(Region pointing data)
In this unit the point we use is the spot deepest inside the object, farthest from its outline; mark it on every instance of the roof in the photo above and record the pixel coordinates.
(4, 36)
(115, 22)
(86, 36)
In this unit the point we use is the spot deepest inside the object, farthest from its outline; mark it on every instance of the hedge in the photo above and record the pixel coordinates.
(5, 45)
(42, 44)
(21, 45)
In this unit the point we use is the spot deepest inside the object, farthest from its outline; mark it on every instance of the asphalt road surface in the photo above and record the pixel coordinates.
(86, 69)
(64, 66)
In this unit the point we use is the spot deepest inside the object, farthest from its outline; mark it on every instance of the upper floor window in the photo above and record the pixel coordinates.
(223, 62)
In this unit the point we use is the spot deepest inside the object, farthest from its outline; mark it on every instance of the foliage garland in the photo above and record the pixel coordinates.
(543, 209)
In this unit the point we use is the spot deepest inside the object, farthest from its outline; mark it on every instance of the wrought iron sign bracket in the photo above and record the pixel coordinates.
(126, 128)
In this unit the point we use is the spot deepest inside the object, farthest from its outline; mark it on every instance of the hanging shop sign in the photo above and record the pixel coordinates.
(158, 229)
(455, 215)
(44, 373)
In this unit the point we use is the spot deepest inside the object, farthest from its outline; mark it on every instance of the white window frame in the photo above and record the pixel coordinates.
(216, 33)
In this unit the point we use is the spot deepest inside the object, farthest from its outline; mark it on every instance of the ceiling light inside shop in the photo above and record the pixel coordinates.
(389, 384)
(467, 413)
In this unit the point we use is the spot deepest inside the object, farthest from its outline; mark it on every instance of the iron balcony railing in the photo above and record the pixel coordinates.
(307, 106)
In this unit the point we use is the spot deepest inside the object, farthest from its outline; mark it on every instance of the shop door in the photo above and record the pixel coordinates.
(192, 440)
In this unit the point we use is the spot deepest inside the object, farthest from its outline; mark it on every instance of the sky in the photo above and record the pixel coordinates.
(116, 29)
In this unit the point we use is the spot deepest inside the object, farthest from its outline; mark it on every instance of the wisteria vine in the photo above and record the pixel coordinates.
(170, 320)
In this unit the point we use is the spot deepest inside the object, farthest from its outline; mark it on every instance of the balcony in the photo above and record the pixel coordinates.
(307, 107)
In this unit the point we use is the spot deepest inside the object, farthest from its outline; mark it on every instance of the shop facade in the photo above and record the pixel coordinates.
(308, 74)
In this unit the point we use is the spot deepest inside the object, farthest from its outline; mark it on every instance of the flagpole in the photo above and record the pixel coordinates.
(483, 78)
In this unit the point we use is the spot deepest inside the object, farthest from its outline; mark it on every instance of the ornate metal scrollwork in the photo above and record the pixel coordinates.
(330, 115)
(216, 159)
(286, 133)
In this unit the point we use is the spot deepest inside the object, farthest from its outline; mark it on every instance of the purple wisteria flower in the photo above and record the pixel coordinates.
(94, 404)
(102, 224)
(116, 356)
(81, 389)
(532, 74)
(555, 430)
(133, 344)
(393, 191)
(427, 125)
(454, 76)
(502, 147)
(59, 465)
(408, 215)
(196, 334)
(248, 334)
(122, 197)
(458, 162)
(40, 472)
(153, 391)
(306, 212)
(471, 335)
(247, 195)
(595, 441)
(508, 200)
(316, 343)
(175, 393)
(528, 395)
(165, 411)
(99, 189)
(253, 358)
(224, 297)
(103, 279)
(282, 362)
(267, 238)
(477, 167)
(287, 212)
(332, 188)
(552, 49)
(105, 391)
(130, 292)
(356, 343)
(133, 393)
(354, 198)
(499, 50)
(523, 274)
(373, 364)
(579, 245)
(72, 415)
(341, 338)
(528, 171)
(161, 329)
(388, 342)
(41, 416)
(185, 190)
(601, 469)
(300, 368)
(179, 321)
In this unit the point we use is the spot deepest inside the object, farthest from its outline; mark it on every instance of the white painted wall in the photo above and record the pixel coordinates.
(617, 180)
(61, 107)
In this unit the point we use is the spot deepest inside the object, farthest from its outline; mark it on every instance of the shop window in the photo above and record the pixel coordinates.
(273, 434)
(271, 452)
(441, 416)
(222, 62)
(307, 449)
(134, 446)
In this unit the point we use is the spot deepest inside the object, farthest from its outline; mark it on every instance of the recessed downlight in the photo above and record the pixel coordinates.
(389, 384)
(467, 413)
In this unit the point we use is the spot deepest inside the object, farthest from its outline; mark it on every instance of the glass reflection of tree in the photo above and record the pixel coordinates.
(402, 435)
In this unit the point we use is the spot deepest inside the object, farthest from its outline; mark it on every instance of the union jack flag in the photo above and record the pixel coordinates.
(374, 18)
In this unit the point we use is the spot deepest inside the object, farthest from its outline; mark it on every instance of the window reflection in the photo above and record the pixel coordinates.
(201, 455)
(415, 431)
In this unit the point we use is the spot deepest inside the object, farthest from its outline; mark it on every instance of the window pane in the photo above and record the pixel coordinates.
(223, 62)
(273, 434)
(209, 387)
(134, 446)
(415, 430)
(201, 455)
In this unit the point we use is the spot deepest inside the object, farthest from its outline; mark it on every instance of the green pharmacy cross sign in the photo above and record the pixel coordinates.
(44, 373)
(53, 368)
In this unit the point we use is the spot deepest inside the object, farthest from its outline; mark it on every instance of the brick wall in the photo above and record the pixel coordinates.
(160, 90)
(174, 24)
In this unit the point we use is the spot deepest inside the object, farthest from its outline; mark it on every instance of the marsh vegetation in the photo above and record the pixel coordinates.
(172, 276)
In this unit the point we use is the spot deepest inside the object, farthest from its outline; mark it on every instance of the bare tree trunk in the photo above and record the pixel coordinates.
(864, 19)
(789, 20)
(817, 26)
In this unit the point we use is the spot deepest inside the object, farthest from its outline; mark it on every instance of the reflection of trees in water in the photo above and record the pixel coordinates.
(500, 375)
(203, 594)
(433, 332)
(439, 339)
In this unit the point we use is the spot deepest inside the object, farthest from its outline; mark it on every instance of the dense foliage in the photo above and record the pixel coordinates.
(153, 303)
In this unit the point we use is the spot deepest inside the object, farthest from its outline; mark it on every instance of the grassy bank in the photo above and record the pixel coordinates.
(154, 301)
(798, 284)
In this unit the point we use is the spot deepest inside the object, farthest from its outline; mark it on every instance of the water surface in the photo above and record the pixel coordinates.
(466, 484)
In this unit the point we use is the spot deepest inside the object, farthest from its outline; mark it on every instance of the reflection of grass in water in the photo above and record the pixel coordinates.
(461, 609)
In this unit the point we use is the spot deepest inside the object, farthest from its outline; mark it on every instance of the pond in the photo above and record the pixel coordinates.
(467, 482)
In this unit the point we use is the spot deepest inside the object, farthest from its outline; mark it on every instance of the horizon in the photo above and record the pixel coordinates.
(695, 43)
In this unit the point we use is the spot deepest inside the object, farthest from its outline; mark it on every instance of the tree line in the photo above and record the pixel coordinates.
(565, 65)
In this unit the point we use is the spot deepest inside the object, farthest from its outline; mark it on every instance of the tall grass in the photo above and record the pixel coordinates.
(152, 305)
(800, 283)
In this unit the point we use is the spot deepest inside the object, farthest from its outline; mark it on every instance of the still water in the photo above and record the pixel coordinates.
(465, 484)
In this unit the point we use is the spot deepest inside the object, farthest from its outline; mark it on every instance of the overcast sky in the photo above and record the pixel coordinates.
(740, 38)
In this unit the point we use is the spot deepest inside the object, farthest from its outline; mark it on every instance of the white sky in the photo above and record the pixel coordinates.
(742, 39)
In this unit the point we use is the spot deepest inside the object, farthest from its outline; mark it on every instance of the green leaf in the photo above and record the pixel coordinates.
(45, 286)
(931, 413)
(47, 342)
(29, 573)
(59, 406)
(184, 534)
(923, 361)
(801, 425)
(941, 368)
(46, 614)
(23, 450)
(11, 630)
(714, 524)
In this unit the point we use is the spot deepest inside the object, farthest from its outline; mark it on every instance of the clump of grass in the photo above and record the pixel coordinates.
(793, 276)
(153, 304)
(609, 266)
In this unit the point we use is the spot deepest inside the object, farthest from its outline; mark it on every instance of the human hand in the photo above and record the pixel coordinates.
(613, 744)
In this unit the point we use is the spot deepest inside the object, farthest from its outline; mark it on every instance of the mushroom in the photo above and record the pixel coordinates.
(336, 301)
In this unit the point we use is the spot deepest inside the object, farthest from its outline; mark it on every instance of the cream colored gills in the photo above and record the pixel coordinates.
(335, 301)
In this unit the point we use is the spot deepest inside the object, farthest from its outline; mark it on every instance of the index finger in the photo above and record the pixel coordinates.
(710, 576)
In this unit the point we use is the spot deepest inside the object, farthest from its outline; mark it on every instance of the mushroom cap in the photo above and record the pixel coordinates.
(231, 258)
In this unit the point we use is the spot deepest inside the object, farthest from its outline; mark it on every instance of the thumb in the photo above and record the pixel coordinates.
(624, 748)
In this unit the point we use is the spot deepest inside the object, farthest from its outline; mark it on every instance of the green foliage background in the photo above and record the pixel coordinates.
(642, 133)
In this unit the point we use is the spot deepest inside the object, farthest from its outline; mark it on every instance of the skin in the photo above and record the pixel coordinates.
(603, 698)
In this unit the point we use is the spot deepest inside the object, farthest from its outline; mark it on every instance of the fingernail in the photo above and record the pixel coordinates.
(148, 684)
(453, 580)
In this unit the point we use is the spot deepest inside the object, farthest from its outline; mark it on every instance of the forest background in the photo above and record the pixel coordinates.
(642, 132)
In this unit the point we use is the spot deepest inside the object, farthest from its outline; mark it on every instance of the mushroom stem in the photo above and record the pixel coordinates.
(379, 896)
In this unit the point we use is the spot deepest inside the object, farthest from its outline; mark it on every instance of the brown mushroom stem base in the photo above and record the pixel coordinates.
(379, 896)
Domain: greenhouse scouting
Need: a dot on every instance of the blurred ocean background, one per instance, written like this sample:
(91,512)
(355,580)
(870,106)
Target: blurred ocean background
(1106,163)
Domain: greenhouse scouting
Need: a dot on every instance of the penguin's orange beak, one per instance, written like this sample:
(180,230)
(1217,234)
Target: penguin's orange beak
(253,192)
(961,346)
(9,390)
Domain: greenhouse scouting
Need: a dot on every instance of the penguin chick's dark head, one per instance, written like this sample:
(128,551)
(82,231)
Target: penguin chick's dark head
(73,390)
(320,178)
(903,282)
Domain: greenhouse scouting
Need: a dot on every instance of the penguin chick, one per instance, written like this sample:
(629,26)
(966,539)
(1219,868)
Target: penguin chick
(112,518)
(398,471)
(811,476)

Your instructions — Filter the records above down to the lines containing "sample".

Answer for the task —
Need: a dot on every instance of the blurred ocean background, one per instance, written like this sample:
Need: a dot on every instance of the penguin's orange beak, one per instance, written like this sample:
Need: a dot on every instance of the penguin chick's dark head, one per instance, written like this sample:
Need: a dot on every instance of the penguin chick, one per instance, written like this sample:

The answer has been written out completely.